**Aim 1**
List each person mentioned by name in the prepared remarks.
**Aim 2**
Please copy the prepared remarks word for word, from "Text of Prepared" up to and including "women and girls.".

**Selected excerpt**
-------------------------
Permanent Mission of Bangladesh to the United Nations

Text of Prepared Remarks

Thank you Simon. And thank you Minister Momen, Minister Tambadou for your leadership. It’s an honor to participate in this event with you both. As Simon mentioned, I am the President of the Global Justice Center, an international human rights organization dedicated to advancing gender equality through the rule of law. We combine legal analysis with strategic advocacy to ensure equal protection of the law for women and girls.

My organization has worked in Burma since 2005, largely on issues of justice and accountability, including for military-perpetrated sexual violence against ethnic women. As a result, we are all too familiar with the place we find ourselves in today: seeking to find ways to end to conflict and restore peace, break the cycle of impunity for horrific crimes perpetrated by the military against an ethnic minority, and a find path forward to true democratic transition in Burma.

And it’s this cyclical pattern of human rights abuses that informs my remarks today. Because if we are to truly find sustainable solutions to this crisis, our efforts, including around justice and accountability, must seek not only to address the immediate issues at hand, but also the structures and policies that allow the Burmese government and military to engage in systematic persecution and rampant human rights violations without consequences. And because my time is brief, I am going to focus on three key issues related to justice and accountability.
-------------------------
**Excerpted data**
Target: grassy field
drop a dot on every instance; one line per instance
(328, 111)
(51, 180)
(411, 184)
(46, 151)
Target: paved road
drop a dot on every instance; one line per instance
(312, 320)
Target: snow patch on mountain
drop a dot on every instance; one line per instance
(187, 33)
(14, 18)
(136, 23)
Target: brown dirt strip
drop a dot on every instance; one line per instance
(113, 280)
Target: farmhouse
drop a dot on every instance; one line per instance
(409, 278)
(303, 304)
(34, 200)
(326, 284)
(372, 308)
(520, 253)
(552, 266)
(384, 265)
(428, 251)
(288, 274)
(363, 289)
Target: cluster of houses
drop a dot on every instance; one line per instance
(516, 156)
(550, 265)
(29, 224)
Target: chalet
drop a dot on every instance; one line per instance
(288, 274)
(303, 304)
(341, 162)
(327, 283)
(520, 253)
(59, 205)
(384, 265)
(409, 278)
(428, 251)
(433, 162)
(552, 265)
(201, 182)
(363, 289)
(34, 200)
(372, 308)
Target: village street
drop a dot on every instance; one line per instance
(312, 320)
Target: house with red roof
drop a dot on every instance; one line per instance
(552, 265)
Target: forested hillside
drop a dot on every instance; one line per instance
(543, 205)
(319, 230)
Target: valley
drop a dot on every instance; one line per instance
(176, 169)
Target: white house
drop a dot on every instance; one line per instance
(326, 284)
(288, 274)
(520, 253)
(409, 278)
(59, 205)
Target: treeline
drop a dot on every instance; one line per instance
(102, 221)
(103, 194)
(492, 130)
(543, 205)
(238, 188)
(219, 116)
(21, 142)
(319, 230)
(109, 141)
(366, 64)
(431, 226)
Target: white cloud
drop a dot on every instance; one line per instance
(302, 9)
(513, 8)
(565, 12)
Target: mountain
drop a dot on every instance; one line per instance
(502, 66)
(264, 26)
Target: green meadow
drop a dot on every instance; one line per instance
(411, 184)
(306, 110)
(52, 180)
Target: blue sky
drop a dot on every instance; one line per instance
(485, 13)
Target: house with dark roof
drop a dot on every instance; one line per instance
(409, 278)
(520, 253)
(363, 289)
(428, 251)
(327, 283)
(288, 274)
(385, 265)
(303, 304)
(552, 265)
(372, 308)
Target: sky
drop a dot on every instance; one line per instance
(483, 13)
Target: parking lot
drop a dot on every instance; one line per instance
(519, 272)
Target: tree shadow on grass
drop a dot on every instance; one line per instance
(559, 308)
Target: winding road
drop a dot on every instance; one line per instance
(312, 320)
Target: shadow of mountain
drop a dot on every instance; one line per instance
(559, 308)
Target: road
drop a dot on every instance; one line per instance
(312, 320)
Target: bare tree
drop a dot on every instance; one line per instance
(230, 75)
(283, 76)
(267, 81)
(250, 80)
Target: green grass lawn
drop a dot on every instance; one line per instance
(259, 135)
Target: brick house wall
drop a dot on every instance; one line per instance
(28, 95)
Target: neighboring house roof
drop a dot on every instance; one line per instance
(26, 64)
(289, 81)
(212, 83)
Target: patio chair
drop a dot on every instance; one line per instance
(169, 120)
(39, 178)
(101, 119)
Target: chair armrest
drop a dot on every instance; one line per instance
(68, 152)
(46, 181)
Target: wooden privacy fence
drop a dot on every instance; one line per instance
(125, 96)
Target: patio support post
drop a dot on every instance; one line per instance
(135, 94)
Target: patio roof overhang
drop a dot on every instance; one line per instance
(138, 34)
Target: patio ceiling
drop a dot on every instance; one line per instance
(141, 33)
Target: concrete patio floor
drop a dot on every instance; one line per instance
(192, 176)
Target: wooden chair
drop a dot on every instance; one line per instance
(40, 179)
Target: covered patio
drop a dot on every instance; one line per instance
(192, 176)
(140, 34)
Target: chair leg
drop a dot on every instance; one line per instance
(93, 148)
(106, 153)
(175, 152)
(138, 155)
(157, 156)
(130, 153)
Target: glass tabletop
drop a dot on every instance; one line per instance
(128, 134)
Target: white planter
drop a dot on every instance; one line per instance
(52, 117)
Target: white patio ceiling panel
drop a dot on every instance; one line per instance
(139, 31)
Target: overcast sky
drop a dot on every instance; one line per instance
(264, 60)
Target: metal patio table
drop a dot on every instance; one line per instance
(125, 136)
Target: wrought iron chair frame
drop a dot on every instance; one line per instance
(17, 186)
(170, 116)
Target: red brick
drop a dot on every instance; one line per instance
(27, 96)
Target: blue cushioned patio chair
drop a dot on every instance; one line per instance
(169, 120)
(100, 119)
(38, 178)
-------------------------
**Problem solution 1**
Simon
Minister Momen
Minister Tambadou

**Problem solution 2**
Text of Prepared Remarks

Thank you Simon. And thank you Minister Momen, Minister Tambadou for your leadership. It’s an honor to participate in this event with you both. As Simon mentioned, I am the President of the Global Justice Center, an international human rights organization dedicated to advancing gender equality through the rule of law. We combine legal analysis with strategic advocacy to ensure equal protection of the law for women and girls.